DATA FOR THE TASK ->
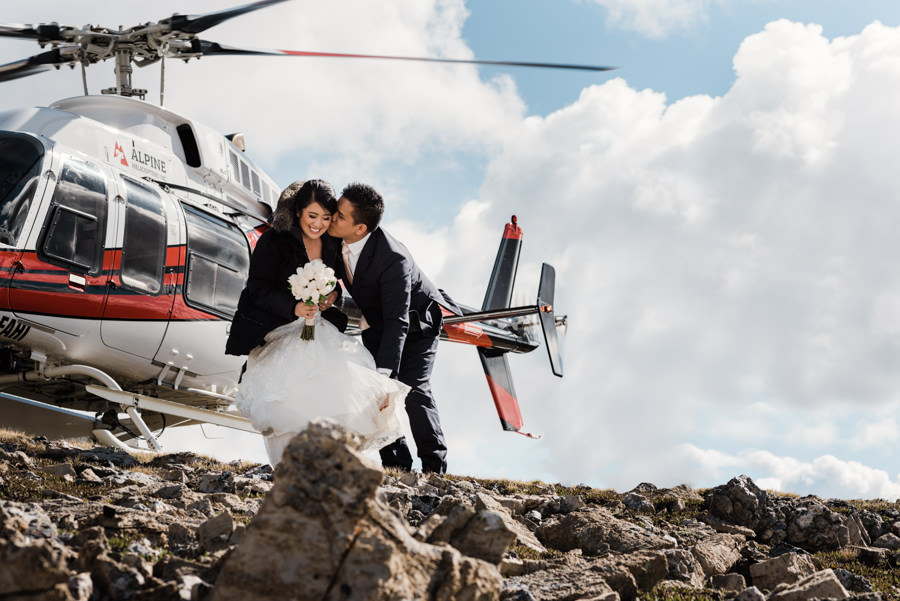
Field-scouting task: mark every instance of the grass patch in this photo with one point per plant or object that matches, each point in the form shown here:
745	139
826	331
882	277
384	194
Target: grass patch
674	593
523	552
884	577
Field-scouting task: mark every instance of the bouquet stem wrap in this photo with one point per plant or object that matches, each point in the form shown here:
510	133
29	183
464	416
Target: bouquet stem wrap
309	330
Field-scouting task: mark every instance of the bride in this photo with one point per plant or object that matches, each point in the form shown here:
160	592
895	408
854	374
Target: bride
289	381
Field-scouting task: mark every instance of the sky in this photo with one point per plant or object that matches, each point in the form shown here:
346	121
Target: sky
720	212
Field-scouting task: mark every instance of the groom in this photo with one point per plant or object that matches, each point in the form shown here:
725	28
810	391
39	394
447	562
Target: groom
401	321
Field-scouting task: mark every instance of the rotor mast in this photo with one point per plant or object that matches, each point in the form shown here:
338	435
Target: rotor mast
123	71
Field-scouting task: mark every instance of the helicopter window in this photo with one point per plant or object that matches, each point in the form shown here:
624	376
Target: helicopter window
144	247
218	261
77	219
245	175
20	170
189	145
235	167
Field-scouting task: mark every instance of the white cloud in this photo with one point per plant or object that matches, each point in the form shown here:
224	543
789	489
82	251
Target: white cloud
826	476
714	253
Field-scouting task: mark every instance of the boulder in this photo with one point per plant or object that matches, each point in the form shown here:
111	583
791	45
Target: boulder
732	582
820	585
594	530
784	569
523	535
322	532
814	527
718	553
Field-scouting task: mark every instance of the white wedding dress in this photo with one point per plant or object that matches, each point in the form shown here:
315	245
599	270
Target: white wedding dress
290	382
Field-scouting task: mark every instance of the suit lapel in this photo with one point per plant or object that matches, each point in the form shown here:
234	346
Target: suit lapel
365	257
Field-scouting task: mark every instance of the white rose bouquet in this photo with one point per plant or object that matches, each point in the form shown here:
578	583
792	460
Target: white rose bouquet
311	284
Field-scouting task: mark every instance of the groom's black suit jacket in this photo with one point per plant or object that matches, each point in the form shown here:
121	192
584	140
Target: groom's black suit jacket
396	298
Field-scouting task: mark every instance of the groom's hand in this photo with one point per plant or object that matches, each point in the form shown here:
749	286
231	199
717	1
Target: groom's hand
329	300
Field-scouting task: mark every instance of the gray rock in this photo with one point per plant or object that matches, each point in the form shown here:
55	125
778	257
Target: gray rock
214	533
728	582
785	569
853	582
595	529
486	536
718	553
888	541
684	567
814	527
820	585
720	525
66	471
322	529
638	503
750	594
739	502
523	535
562	585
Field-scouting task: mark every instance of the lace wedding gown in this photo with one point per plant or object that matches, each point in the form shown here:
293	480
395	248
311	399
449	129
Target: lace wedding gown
290	381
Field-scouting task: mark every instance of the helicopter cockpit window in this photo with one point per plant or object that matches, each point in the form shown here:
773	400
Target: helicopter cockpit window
245	175
20	170
77	219
218	262
144	246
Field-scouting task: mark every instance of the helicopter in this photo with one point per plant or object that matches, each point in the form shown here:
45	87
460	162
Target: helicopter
125	236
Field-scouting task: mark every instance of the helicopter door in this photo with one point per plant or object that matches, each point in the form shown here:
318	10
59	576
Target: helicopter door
21	160
139	301
61	283
217	263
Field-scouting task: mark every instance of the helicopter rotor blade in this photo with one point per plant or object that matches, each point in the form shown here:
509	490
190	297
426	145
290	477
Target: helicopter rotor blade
31	65
49	32
199	23
212	48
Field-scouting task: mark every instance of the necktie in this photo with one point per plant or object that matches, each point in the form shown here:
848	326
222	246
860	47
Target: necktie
345	250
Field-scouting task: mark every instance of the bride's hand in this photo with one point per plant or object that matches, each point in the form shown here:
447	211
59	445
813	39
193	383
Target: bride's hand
329	300
304	310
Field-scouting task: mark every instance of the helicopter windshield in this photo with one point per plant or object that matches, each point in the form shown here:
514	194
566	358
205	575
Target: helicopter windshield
20	170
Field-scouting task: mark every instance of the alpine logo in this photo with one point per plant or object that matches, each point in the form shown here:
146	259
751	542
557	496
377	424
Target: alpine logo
120	151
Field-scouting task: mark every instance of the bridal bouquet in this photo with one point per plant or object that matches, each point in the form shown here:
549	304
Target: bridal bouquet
311	284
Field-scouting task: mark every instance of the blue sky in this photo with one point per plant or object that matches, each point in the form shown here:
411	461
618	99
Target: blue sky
720	212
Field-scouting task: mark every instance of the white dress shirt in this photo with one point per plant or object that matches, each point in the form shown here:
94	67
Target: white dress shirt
355	251
353	258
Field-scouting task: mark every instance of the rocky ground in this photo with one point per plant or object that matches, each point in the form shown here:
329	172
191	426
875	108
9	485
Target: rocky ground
84	524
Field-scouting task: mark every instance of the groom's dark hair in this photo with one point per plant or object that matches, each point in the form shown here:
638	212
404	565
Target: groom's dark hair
368	206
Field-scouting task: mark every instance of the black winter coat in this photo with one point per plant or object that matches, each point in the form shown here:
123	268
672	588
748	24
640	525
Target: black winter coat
266	301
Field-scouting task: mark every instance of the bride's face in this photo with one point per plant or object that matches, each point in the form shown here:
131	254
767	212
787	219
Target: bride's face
314	220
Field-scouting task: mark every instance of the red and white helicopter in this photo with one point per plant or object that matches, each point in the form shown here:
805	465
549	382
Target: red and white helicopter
125	237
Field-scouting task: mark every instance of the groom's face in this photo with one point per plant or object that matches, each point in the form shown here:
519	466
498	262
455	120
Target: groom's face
343	223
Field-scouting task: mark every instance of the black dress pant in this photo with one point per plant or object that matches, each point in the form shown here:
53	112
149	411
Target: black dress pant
416	365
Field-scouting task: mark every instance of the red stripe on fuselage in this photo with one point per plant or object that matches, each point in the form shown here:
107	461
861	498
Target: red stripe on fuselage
467	333
72	302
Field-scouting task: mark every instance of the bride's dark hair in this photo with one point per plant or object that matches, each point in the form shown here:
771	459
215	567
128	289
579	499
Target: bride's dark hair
297	197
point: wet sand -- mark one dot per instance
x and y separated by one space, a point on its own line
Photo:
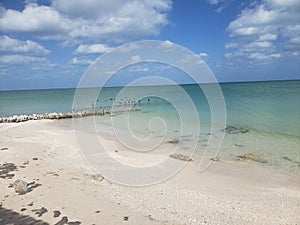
65 190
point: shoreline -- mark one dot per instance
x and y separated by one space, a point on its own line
228 192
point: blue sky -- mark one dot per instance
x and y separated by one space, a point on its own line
50 43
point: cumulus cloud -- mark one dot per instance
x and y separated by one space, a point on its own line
41 21
266 31
21 59
81 61
92 49
80 20
13 46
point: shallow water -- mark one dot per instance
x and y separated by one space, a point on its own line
269 110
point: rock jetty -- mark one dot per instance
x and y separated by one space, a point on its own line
54 115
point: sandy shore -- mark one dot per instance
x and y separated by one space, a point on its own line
45 155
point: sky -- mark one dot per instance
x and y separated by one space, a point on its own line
51 43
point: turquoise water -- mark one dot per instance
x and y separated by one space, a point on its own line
270 110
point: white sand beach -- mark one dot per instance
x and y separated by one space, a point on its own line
46 156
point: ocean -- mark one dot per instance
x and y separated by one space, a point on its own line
267 112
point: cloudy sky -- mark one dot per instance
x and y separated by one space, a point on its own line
50 43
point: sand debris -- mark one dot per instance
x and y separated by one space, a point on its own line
181 157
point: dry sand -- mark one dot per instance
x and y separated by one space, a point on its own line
45 155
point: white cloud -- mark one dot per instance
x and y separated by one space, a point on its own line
21 59
14 46
265 31
41 21
203 55
81 61
92 49
79 20
135 58
166 44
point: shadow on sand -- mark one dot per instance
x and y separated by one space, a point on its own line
9 217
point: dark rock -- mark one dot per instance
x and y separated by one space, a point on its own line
181 157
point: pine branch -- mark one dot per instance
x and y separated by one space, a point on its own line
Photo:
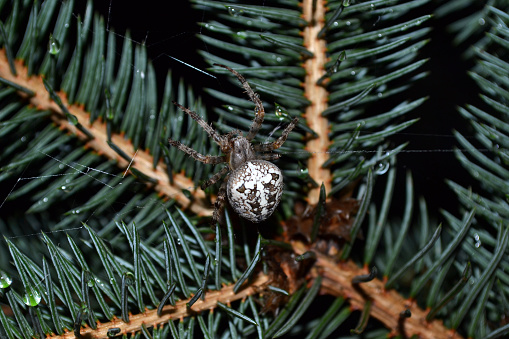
97 139
387 306
314 14
171 312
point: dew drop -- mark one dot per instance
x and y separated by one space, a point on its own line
53 45
31 297
5 280
234 11
382 168
281 112
477 240
129 278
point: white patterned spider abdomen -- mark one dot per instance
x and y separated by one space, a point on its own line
255 189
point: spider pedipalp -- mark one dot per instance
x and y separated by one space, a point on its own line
253 184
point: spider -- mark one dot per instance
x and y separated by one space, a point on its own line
253 184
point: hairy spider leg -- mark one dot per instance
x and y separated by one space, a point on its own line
206 159
213 179
280 141
259 110
268 156
220 201
211 131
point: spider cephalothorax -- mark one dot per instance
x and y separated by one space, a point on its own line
253 184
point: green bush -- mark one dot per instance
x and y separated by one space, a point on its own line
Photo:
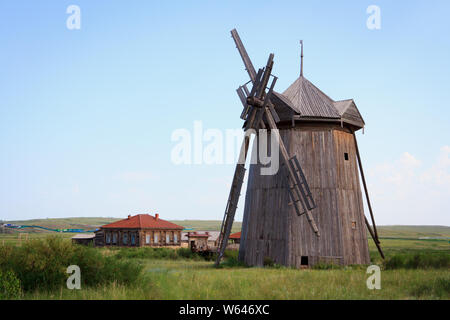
157 253
418 261
440 288
232 262
43 263
9 285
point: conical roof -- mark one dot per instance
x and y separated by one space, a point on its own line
309 102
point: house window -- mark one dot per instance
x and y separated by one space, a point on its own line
304 260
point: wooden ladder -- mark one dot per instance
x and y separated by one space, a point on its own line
230 210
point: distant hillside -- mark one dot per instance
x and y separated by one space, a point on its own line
414 231
64 223
94 222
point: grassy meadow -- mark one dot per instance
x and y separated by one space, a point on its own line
414 269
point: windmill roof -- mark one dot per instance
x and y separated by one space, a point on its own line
144 221
309 102
236 235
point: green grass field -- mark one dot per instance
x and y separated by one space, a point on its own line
199 279
187 279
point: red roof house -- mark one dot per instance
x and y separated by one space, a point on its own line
140 230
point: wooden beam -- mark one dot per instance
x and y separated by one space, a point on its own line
373 237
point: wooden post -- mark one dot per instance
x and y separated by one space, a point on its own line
365 190
373 237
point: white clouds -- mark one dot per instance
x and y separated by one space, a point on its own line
407 191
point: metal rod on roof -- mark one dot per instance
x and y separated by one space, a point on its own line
301 59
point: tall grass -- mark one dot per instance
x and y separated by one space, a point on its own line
42 264
157 253
424 260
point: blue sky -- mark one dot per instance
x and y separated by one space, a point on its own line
86 116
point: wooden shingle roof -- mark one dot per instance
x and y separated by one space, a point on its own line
310 103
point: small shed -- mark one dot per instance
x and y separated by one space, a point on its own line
212 240
84 238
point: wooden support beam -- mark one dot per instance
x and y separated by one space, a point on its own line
373 237
365 190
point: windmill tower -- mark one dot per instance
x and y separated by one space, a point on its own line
311 210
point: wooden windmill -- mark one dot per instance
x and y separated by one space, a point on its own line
311 210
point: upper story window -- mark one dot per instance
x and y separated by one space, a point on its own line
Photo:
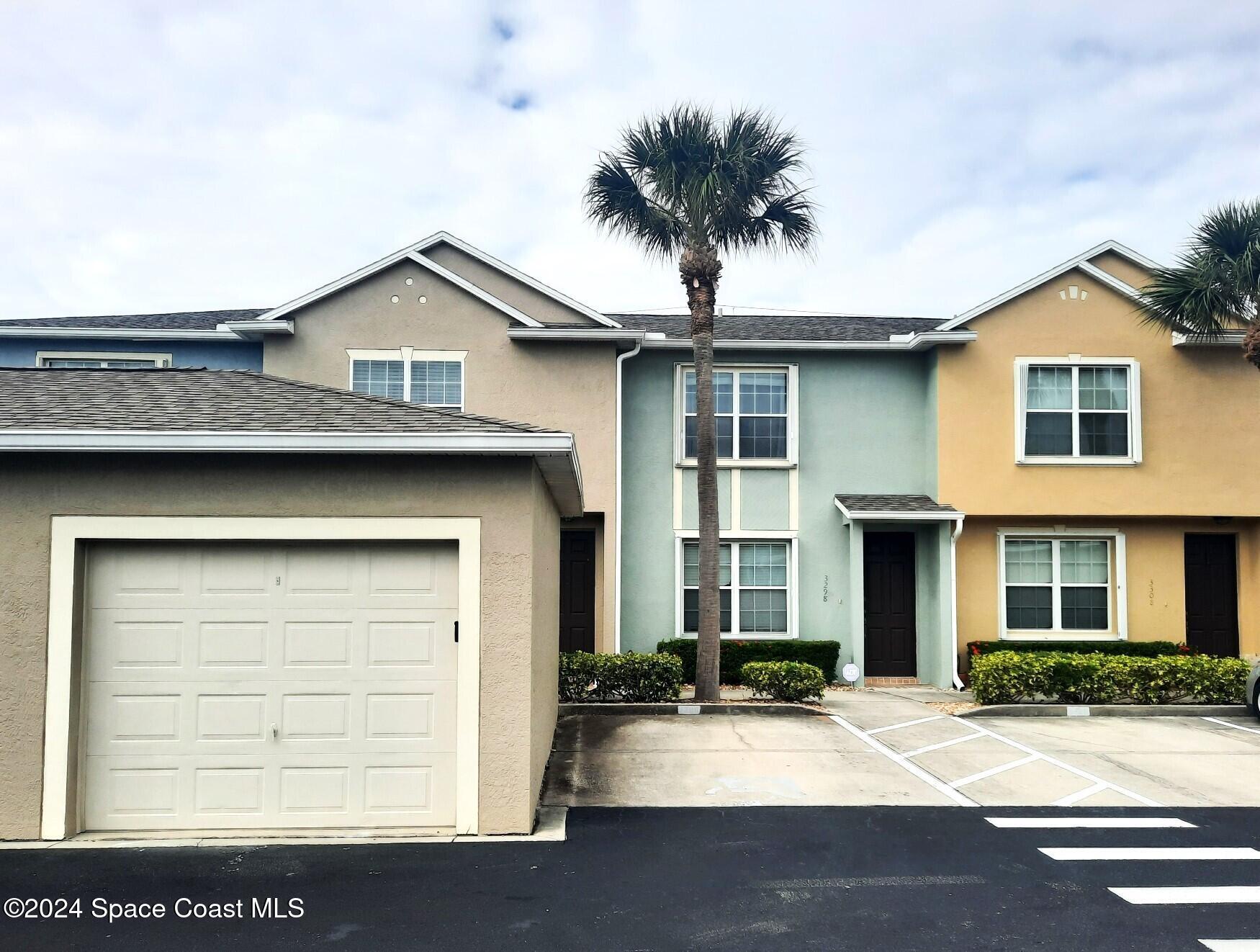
755 414
428 377
107 359
1078 411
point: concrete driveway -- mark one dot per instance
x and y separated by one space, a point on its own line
891 748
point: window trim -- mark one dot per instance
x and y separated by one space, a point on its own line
406 354
1078 361
1118 609
43 356
737 537
791 462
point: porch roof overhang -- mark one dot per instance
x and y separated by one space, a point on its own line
895 508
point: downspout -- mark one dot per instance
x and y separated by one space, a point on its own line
953 604
616 516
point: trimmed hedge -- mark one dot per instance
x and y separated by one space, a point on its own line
1007 678
619 678
784 680
737 653
1137 650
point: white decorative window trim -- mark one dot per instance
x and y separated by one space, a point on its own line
789 539
408 356
43 357
1134 414
1118 607
791 369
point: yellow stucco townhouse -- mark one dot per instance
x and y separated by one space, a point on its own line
1108 470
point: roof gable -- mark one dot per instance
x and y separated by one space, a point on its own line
1081 263
416 253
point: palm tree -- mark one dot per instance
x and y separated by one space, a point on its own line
685 186
1215 285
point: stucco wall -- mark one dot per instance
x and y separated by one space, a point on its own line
1156 575
569 387
504 492
1199 446
226 354
865 426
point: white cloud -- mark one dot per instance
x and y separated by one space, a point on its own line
164 156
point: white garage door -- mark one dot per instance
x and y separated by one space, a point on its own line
270 685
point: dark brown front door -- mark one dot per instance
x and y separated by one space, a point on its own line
1212 593
577 589
890 604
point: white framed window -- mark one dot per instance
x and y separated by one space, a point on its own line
1061 583
109 359
1078 410
428 377
755 408
757 585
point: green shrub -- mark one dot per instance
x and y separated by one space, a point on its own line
1009 676
784 680
1139 650
737 653
643 678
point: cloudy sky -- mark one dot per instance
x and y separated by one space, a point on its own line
178 156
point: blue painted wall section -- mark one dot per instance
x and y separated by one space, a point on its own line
218 354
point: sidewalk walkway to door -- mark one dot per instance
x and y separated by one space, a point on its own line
891 747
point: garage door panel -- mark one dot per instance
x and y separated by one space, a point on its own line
220 699
270 791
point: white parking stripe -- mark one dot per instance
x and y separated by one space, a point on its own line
1187 896
1151 853
963 801
906 724
1090 822
1236 727
1056 762
993 771
944 743
1080 795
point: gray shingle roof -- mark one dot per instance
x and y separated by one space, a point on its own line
179 320
863 505
783 327
206 400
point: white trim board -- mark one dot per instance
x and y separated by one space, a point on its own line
70 531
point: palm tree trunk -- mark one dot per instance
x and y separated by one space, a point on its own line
700 269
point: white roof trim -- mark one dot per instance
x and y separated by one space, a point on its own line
413 253
220 333
556 453
440 238
1079 261
897 342
902 515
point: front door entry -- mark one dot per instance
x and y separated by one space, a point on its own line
1212 593
890 604
577 589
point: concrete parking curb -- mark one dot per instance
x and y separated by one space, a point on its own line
1108 710
685 708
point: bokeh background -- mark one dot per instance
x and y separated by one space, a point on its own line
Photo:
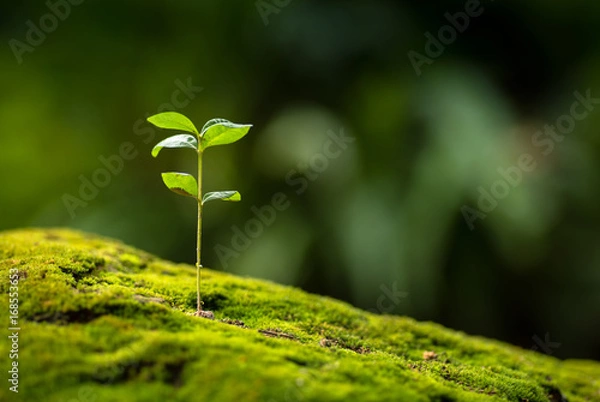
385 216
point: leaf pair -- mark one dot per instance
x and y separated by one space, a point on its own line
215 132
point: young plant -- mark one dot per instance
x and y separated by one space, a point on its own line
215 132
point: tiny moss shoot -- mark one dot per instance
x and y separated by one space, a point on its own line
215 132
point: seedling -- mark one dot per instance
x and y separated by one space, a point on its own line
215 132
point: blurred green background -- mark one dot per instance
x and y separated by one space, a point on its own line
382 224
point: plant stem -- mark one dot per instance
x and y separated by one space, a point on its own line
199 234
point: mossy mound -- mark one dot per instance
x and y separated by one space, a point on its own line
101 321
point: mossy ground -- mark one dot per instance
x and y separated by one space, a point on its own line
101 321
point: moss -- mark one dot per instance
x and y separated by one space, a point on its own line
103 321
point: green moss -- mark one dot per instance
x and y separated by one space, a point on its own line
103 321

ASSIGNMENT ->
Would you please give the number of lines in this material containing the string "background", with no further text?

RESULT OF THIS EXERCISE ->
2